───── PAGE EXTRACT
Gremlin Cheat Sheet
Overview
Gremlin is an enterprise chaos engineering platform that enables teams to proactively test system resilience by injecting controlled failures into infrastructure, applications, and networks. Unlike open-source alternatives, Gremlin provides a fully managed SaaS experience with an intuitive UI, comprehensive safety controls including automatic halt conditions, and built-in best practices that guide teams through their chaos engineering journey from simple experiments to complex multi-target scenarios.
The platform supports chaos attacks across Kubernetes, cloud VMs, containers, bare metal servers, and serverless environments. Gremlin organizes experiments into three categories: resource attacks (CPU, memory, disk, I/O), network attacks (latency, packet loss, DNS, blackhole), and state attacks (process kill, time travel, shutdown). Its Scenarios feature allows teams to build reusable multi-step attack sequences that model real-world failure modes, while Status Checks validate system health during experiments.
Installation
Gremlin Agent on Linux
# Add Gremlin APT repository (Debian/Ubuntu)
echo "deb https://deb.gremlin.com/ release non-free" | sudo tee /etc/apt/sources.list.d/gremlin.list
sudo apt-key adv --keyserver keyserver.ubuntu.com --recv-keys 05AE748A3A9EC419
sudo apt-get update
sudo apt-get install -y gremlin gremlind
# Add Gremlin YUM repository (RHEL/CentOS)
sudo rpm --import https://rpm.gremlin.com/gpg-key
cat <<EOF | sudo tee /etc/yum.repos.d/gremlin.repo
[gremlin]
name=Gremlin
baseurl=https://rpm.gremlin.com/
gpgcheck=1
gpgkey=https://rpm.gremlin.com/gpg-key
EOF
sudo yum install -y gremlin gremlind
# Initialize Gremlin agent with credentials
sudo gremlin init --team-id "YOUR_TEAM_ID" \
--team-secret "YOUR_TEAM_SECRET"
# Start the agent
sudo systemctl start gremlind
sudo systemctl enable gremlind
# Verify agent is connected
gremlin check auth
Kubernetes Installation
# Add Gremlin Helm repo
helm repo add gremlin https://helm.gremlin.com
helm repo update
# Create namespace and secret
kubectl create namespace gremlin
kubectl create secret generic gremlin-team-secret \
--namespace gremlin \
--from-literal=GREMLIN_TEAM_ID="YOUR_TEAM_ID" \
--from-literal=GREMLIN_TEAM_SECRET="YOUR_TEAM_SECRET"
# Install Gremlin agent (Kubernetes)
helm install gremlin gremlin/gremlin \
--namespace gremlin \
--set gremlin.secret.name=gremlin-team-secret \
--set gremlin.secret.type=secret \
--set gremlin.collect.processes=true \
--set gremlin.collect.dns=true
# Verify pods are running
kubectl get pods -n gremlin
Gremlin CLI
# Install Gremlin CLI
pip install gremlinapi
# Or via npm
npm install -g gremlin-cli
# Configure API credentials
export GREMLIN_API_KEY="your-api-key"
──────────
**PROBLEMS**
1. Based on the Gremlin cheat sheet, answer yes or no for each statement and quote the exact words from the cheat sheet that decide it: (a) Gremlin sorts its experiments into three categories. (b) DNS attacks belong to the state attack category. (c) The Kubernetes installation creates a namespace named gremlin.
2. Pick up the Gremlin cheat sheet after its last line and write what comes next.
The material after the Gremlin cheat sheet is not needed.
───── DATA
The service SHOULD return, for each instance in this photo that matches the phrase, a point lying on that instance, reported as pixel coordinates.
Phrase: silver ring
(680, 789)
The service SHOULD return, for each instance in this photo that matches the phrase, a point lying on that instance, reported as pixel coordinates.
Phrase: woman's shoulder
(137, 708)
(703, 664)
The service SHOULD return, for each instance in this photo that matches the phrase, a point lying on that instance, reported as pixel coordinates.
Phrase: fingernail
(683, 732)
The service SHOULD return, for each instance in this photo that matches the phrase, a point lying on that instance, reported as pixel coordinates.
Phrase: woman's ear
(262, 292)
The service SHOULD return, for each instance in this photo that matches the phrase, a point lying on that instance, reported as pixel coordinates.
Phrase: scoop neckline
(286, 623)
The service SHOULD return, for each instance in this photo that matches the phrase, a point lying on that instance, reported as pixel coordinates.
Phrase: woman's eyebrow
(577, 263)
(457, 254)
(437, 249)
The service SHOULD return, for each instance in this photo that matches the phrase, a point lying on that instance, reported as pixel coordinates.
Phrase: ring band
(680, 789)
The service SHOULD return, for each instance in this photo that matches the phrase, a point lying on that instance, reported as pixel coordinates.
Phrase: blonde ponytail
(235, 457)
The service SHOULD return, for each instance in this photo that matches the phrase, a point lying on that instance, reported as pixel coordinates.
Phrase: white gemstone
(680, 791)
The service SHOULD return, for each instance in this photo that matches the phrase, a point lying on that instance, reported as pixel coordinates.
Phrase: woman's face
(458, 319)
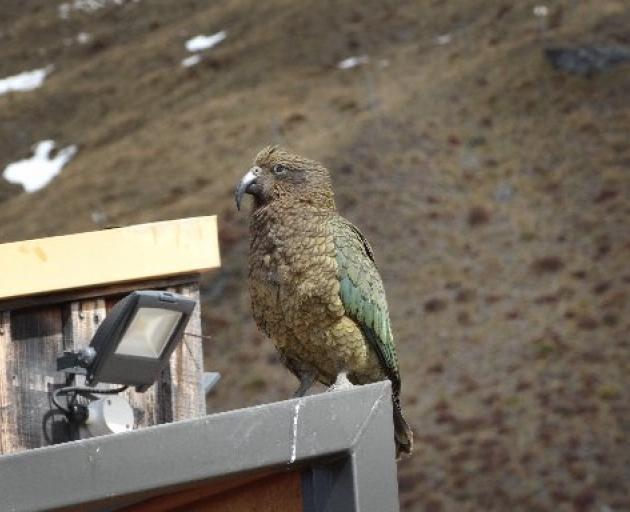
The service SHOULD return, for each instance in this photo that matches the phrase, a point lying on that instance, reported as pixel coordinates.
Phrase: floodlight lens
(149, 332)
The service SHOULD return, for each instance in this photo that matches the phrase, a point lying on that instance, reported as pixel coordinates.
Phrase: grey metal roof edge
(278, 435)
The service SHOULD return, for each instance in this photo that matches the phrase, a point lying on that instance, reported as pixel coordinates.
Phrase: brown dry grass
(494, 190)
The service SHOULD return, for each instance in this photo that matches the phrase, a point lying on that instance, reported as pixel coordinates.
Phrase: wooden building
(327, 452)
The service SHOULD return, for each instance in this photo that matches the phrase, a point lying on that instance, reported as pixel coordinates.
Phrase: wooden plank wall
(278, 492)
(32, 338)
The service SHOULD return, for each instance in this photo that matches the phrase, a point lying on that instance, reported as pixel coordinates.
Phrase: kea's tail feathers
(403, 434)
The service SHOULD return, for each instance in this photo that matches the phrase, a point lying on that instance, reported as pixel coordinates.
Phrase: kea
(314, 286)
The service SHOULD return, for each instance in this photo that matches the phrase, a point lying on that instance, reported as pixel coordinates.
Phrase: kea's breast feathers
(293, 276)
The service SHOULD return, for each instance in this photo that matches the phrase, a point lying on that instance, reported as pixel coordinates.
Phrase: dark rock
(587, 60)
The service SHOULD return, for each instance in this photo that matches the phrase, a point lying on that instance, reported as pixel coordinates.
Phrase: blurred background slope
(494, 188)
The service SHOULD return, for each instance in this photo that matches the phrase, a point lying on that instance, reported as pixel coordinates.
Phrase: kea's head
(281, 176)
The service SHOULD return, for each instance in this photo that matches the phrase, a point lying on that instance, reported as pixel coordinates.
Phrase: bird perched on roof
(314, 287)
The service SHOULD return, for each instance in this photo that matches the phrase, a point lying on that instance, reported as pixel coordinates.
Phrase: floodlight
(134, 341)
(130, 347)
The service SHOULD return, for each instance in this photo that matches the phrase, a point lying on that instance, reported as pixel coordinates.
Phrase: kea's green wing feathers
(363, 295)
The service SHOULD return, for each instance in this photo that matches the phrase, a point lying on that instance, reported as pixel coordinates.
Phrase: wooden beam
(102, 258)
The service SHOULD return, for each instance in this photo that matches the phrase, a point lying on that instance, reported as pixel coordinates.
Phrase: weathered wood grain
(34, 341)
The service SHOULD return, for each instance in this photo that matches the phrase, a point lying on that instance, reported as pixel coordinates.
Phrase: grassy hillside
(494, 189)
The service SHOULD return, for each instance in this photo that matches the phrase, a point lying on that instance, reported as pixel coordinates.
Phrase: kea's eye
(279, 169)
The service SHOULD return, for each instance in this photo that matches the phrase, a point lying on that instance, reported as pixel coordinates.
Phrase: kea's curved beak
(246, 186)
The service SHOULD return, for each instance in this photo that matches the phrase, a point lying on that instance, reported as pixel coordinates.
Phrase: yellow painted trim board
(109, 256)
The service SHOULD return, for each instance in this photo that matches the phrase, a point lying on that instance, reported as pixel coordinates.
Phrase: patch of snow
(191, 61)
(443, 39)
(541, 11)
(64, 10)
(352, 62)
(202, 42)
(26, 81)
(84, 37)
(37, 171)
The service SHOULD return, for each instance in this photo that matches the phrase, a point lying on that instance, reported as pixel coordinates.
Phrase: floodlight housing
(137, 338)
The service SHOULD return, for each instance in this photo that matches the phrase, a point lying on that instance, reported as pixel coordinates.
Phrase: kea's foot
(306, 381)
(342, 383)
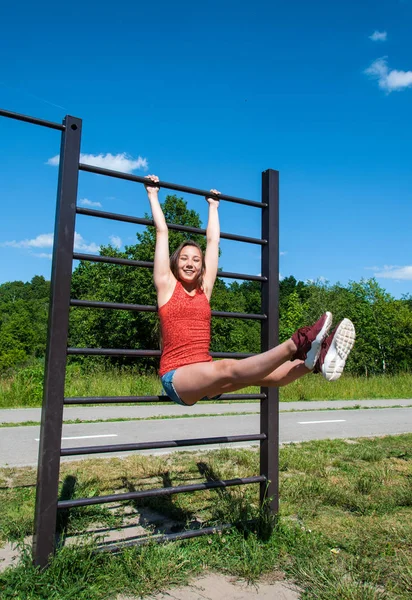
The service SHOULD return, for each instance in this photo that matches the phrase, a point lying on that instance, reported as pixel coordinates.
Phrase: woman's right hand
(150, 189)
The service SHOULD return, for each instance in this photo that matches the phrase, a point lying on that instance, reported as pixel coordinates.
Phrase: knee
(229, 369)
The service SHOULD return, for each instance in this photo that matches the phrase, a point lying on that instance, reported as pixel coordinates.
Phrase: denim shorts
──────────
**ANSWERS**
1.
(a) Yes: "Gremlin organizes experiments into three categories"
(b) No: "network attacks (latency, packet loss, DNS, blackhole)"
(c) Yes: "kubectl create namespace gremlin"

2.
export GREMLIN_TEAM_ID="your-team-id"
# Verify CLI access
gremlin version
Core Commands — Resource Attacks
CPU Attack
# CPU attack via CLI
gremlin attack cpu \
--length 120 \
--cores 2 \
--percent 80 \
--target-tags "service=api,env=staging"
# CPU attack via API
curl -X POST "https://api.gremlin.com/v1/attacks/new" \
-H "Authorization: Key $GREMLIN_API_KEY" \
-H "Content-Type: application/json" \
-d '{
"command": {
"type": "cpu",
"args": ["-c", "2", "-p", "80", "-l", "120"]
},
"target": {
"type": "Exact",
"exact": ["host-identifier"]
}
}'
Memory Attack
# Memory attack — consume 512MB for 60 seconds
gremlin attack memory \
--length 60 \
--amount 512 \
--unit MB \
--target-tags "service=cache,env=staging"
# Memory attack via API
curl -X POST "https://api.gremlin.com/v1/attacks/new" \
-H "Authorization: Key $GREMLIN_API_KEY" \
-H "Content-Type: application/json" \
-d '{
"command": {
"type": "memory",
"args": ["-g", "512", "-u", "MB", "-l", "60"]
},
"target": {
"type": "Random",
"tags": {"service": "cache", "env": "staging"},
"percent": 50
}
}'
Disk and I/O Attacks
# Disk space attack — fill 90% of disk
gremlin attack disk \
--length 60 \
--dir /tmp \
--workers 1 \
--block-size 4 \
--percent 90 \
--target-tags "role=worker"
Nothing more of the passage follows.